▶ [ОТРЫВОК]:

Старший сын его не непохож на отца по своим добродетелям. Когда он проходит мимо трупов убитых или снятых с шеи голов, то являет дух, жаждущий еще большей кары, скрежещет зубами, наподобие собаки, ругается над трупами, поносит их, а также протыкает и бьет палкой всех их, укоряя убитых за неверность в отношении к его отцу, великому князю Московскому. А коль скоро насытит он глаза жестокостью, то в конце концов возвращается к отцу. Всякий раз, как тиран приглашает кого-нибудь явиться к нему в Александровский дворец, тот идет как на Страшный суд, оттуда ведь никто не возвращается. А если кому выпадет такое счастье выбраться оттуда живым, то тиран посылает опричников устроить засаду по пути, ограбить возвращающихся и отпустить их домой голыми. Так поступил он с Федором Умным, которого отправил послом к Польскому королю. По прошествии нескольких дней тиран велит Умному явиться к нему в убранстве и наряде, как будто приглашенному на торжество и на пир. Тот является прикрашенным и изящным в сопровождении 40 друзей и челядинцев, нарядившись так, чтобы угодить желанию государя и снискать у него милость. Во время пути, однако, он, печальный, «ликом притворно надежду являет, в сердце глубоко скорбь сокрывает»[60], так как не надеялся вернуться оттуда живым. Когда он явился в Александровский дворец с другими товарищами своего посольства, которых привел с собой, то тиран принял его благосклонно и обошелся ласково. После роскошного приема тиран напоил его до опьянения, одарил мехами и платьями огромной ценности и отпустил весьма милостиво, поручив ему вместе с остальными воинами заботу о городе Москве. Но прежде чем велеть ему удалиться, он тайно послал вперед убийц из опричнины с тем, чтобы перехватить его на дороге, отнять у него все имущество и пустить домой голым, что и было сделано. Именно, произведя нападение, те отняли у них и имущество и лошадей и оставили всех нагими, так что от холода (тогда была зима) некоторые потеряли ноги, другие — руки, а третьи — даже жизнь. Сам Умный, заполучив довольно грязный плащ, проделал пешим путь вплоть до города Москвы. А город Москва отстоит от Александровского дворца на тридцать шесть немецких миль. Что же касается добычи, то похитители доставили ее тирану, и он велел положить ее в казну.

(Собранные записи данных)

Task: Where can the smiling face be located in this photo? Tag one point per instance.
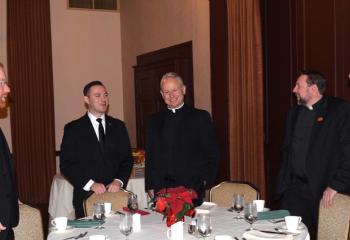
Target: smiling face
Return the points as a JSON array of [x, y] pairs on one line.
[[97, 100], [173, 92], [4, 88], [304, 92]]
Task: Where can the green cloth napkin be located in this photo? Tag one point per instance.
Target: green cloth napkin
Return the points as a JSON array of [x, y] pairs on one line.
[[85, 223], [273, 214]]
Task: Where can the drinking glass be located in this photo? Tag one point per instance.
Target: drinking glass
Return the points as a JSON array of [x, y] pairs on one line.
[[99, 213], [238, 204], [204, 225], [132, 203], [250, 214], [125, 225]]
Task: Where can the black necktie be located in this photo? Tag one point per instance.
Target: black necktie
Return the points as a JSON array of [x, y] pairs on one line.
[[101, 132]]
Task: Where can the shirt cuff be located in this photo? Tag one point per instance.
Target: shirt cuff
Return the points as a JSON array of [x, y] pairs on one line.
[[88, 185], [121, 182]]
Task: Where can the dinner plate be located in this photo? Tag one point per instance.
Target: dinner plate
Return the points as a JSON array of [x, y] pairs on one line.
[[54, 229]]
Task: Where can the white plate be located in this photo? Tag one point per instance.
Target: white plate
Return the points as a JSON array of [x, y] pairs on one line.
[[54, 229]]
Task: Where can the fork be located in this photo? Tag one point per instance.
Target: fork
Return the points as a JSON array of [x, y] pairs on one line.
[[77, 237]]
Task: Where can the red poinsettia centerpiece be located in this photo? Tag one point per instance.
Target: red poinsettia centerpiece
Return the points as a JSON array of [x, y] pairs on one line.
[[175, 203]]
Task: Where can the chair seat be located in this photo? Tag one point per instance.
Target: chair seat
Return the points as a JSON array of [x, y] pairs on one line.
[[118, 200], [333, 222], [222, 194], [30, 224]]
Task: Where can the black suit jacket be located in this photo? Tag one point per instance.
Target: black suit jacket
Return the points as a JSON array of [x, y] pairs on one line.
[[195, 151], [9, 215], [82, 158], [328, 157]]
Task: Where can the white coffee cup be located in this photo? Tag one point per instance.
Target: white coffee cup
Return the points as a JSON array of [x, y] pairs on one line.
[[176, 231], [223, 237], [292, 222], [60, 223], [108, 208], [260, 204], [97, 237]]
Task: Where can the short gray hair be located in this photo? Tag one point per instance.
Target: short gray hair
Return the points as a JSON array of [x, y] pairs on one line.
[[172, 75]]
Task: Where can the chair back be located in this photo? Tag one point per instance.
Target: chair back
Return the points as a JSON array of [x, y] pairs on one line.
[[30, 224], [333, 222], [118, 200], [222, 194]]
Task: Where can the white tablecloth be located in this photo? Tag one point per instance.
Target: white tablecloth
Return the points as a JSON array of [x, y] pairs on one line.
[[152, 228], [61, 196]]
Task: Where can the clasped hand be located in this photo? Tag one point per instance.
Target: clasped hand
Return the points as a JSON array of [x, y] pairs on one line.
[[100, 188]]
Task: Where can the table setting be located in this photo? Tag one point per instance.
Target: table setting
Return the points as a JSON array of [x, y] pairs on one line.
[[207, 222]]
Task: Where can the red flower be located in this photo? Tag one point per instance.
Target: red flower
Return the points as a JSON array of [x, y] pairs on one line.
[[175, 203]]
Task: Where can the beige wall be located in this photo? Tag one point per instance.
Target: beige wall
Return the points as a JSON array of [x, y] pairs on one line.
[[154, 24], [86, 46], [4, 116]]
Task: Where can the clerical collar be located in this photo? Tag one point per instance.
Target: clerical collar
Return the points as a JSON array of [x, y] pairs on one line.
[[177, 108], [315, 105]]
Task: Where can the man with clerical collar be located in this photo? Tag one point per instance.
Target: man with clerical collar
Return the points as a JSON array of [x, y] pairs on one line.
[[95, 150], [9, 215], [181, 147], [316, 150]]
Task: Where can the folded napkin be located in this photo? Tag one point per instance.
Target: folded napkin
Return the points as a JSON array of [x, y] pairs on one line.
[[272, 214], [141, 212], [256, 235], [208, 206], [85, 223]]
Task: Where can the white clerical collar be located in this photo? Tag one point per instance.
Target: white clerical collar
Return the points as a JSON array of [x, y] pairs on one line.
[[177, 108]]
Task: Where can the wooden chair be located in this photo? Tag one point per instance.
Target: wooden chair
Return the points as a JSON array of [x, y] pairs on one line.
[[222, 194], [118, 200], [30, 224], [333, 222]]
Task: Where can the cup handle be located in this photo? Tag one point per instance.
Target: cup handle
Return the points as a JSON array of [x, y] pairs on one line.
[[168, 233]]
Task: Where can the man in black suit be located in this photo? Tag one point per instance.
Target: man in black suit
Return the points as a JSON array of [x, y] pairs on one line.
[[316, 151], [9, 215], [181, 147], [95, 150]]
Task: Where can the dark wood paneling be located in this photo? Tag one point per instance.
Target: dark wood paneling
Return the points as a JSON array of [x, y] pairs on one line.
[[219, 82], [148, 72], [32, 108]]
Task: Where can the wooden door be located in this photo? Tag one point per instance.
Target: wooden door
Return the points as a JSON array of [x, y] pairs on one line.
[[149, 70]]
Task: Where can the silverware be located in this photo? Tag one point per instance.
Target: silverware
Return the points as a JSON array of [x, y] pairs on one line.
[[77, 236], [275, 232]]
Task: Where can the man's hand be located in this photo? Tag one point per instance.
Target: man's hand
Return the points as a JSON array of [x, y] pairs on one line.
[[98, 188], [114, 186], [151, 193], [327, 198], [2, 228]]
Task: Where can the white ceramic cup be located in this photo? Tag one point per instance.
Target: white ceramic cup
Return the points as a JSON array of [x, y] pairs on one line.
[[60, 223], [260, 204], [108, 208], [97, 237], [176, 231], [292, 222], [223, 237]]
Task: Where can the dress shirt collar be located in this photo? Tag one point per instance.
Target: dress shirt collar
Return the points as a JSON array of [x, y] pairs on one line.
[[177, 108]]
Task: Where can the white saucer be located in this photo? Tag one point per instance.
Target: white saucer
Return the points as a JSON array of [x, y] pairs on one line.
[[296, 232]]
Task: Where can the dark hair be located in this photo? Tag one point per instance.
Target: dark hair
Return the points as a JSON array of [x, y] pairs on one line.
[[315, 77], [91, 84]]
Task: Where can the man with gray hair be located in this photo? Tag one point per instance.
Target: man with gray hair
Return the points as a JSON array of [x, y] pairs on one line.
[[181, 147]]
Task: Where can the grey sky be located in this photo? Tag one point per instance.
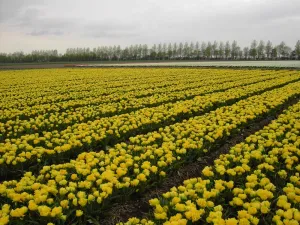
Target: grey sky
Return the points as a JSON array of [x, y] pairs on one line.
[[59, 24]]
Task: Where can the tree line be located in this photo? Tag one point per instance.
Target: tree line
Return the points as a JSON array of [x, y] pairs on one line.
[[163, 51]]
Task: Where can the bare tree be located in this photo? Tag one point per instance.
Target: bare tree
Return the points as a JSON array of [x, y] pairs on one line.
[[227, 49], [269, 49], [297, 49]]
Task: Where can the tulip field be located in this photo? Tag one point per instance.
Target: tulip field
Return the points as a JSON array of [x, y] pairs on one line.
[[74, 142]]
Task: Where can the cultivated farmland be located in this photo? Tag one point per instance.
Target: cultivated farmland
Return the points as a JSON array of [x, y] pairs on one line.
[[87, 146]]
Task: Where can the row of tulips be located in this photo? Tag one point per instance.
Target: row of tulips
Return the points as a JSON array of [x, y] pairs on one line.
[[82, 186], [16, 154], [105, 106], [257, 182], [143, 82]]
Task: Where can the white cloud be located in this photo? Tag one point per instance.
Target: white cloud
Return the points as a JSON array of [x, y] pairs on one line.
[[41, 24]]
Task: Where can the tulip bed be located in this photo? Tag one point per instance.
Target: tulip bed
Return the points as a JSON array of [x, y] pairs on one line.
[[67, 155], [17, 154], [257, 182]]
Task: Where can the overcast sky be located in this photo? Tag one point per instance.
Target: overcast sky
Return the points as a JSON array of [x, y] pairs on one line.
[[60, 24]]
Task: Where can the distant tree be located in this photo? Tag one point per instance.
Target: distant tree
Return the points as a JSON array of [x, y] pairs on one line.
[[221, 50], [269, 49], [153, 52], [297, 49], [246, 52], [208, 50], [253, 49], [261, 50], [186, 50], [227, 50], [180, 49], [214, 49], [234, 50], [170, 51], [240, 53], [203, 49], [197, 50], [175, 53], [274, 53], [283, 50], [192, 50]]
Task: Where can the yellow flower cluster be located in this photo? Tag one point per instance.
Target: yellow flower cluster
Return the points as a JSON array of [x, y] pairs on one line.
[[98, 86], [95, 176], [4, 214], [50, 146], [248, 175], [93, 107]]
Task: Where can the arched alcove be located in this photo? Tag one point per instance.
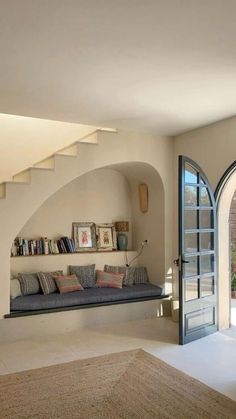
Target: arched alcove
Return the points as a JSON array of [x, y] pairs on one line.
[[108, 194]]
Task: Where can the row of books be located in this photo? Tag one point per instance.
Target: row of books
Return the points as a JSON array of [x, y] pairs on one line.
[[42, 246]]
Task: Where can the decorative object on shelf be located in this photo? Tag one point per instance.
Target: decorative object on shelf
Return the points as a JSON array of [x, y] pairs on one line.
[[106, 236], [143, 244], [122, 227], [143, 197], [84, 235]]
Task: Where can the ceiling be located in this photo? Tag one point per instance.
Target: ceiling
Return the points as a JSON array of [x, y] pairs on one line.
[[164, 66]]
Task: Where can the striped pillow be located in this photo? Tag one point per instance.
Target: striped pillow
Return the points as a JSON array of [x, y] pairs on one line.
[[67, 283], [109, 280], [29, 283], [15, 290], [127, 271], [141, 275], [47, 282]]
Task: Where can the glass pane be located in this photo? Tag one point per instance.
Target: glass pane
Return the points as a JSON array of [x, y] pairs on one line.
[[206, 241], [191, 242], [206, 219], [191, 289], [204, 197], [202, 181], [191, 268], [190, 174], [202, 318], [207, 264], [190, 219], [190, 195], [207, 286]]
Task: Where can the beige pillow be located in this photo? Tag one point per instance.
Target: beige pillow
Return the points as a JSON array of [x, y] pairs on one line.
[[15, 290]]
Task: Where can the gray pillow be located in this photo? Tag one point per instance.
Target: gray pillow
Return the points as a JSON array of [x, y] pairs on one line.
[[85, 275], [140, 275], [29, 283], [47, 281], [126, 270], [15, 290]]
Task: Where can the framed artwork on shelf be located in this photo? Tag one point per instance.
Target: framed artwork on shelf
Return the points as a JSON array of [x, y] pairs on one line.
[[106, 236], [84, 236]]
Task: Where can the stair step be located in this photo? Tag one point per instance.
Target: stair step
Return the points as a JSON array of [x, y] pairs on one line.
[[70, 151], [22, 177], [91, 138], [46, 163]]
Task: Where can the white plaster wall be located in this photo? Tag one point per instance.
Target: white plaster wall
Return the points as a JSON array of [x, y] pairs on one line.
[[213, 147], [25, 141], [113, 149]]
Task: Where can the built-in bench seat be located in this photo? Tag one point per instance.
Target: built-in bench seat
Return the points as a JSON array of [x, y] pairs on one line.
[[82, 299]]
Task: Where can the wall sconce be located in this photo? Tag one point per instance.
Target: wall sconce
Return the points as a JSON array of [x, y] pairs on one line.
[[122, 239]]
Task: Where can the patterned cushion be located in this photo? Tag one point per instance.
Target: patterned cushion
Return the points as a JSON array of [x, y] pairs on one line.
[[29, 283], [109, 279], [140, 275], [47, 282], [128, 273], [15, 290], [68, 283], [85, 274]]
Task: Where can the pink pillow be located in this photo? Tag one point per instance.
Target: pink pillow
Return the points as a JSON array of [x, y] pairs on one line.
[[109, 280], [67, 283]]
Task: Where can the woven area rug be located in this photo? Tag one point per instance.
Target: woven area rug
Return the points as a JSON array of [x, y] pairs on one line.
[[131, 384]]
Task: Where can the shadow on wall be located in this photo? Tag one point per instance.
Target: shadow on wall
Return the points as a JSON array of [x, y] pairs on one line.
[[150, 225]]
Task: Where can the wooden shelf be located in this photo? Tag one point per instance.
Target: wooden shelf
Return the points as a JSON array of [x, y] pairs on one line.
[[75, 253]]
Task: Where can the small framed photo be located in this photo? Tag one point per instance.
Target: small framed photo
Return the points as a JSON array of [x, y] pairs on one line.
[[84, 236], [106, 236]]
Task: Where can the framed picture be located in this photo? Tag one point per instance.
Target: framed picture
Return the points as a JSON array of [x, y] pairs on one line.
[[106, 236], [84, 235]]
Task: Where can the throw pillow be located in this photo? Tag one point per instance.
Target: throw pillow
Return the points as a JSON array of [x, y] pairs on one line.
[[109, 279], [128, 273], [68, 283], [85, 274], [29, 283], [15, 290], [47, 282]]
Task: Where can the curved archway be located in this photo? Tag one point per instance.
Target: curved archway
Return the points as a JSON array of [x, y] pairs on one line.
[[224, 194], [100, 188]]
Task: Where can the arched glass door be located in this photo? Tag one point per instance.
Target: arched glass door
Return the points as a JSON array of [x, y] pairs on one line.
[[197, 253]]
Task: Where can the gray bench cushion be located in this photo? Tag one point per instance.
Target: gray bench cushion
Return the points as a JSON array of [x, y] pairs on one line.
[[88, 296]]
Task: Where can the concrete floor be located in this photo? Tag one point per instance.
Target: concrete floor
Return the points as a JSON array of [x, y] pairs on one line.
[[210, 360]]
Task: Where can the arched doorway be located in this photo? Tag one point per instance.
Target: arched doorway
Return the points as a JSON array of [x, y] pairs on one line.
[[224, 195]]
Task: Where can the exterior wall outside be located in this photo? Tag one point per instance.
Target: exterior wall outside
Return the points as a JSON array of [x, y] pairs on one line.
[[233, 228], [214, 149]]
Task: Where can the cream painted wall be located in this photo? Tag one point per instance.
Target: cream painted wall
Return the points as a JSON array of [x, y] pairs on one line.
[[112, 150], [25, 141], [103, 195], [213, 148], [100, 196]]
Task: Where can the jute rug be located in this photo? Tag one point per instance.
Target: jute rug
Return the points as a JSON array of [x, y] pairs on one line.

▶ [ЗАДАНИЯ]:
- a) Определите, соответствуют ли отрывку утверждения (i), (ii) и (iii). Ответ на каждое дайте словами «да» или «нет» и приведите решающие слова отрывка в точной цитате. (i) Федора Умного отправили послом к Польскому королю. (ii) Москва отстоит от Александровского дворца на двадцать немецких миль. (iii) Отнятую добычу тиран велел раздать опричникам.
- b) Соберите из списка все строки, в которых встречается слово «collar».

▶ [ОТВЕТЫ]:
- a)
(i) Да: «которого отправил послом к Польскому королю».
(ii) Нет: «на тридцать шесть немецких миль».
(iii) Нет: «он велел положить ее в казну».

- b)
Task: Where can the clerical collar be located in this photo? Tag one point per instance.
Target: clerical collar
Task: Where can the man with clerical collar be located in this photo? Tag one point per instance.
Target: man with clerical collar
Task: Where can the white clerical collar be located in this photo? Tag one point per instance.
Target: white clerical collar
Task: Where can the dress shirt collar be located in this photo? Tag one point per instance.
Target: dress shirt collar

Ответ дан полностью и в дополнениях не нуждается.